→ **WHAT THE EXERCISE ASKS**: Could you restate every line of the entries below, requests included, after adding 62 to each number in the pixel coordinates given as answers?

====

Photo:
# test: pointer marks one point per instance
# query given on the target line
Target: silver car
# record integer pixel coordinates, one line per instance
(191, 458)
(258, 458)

====

→ **WRITTEN SOLUTION**:
Photo:
# test: pointer marks one point per instance
# query given on the target line
Target: silver car
# record integer pixel coordinates, one line per instance
(253, 520)
(320, 520)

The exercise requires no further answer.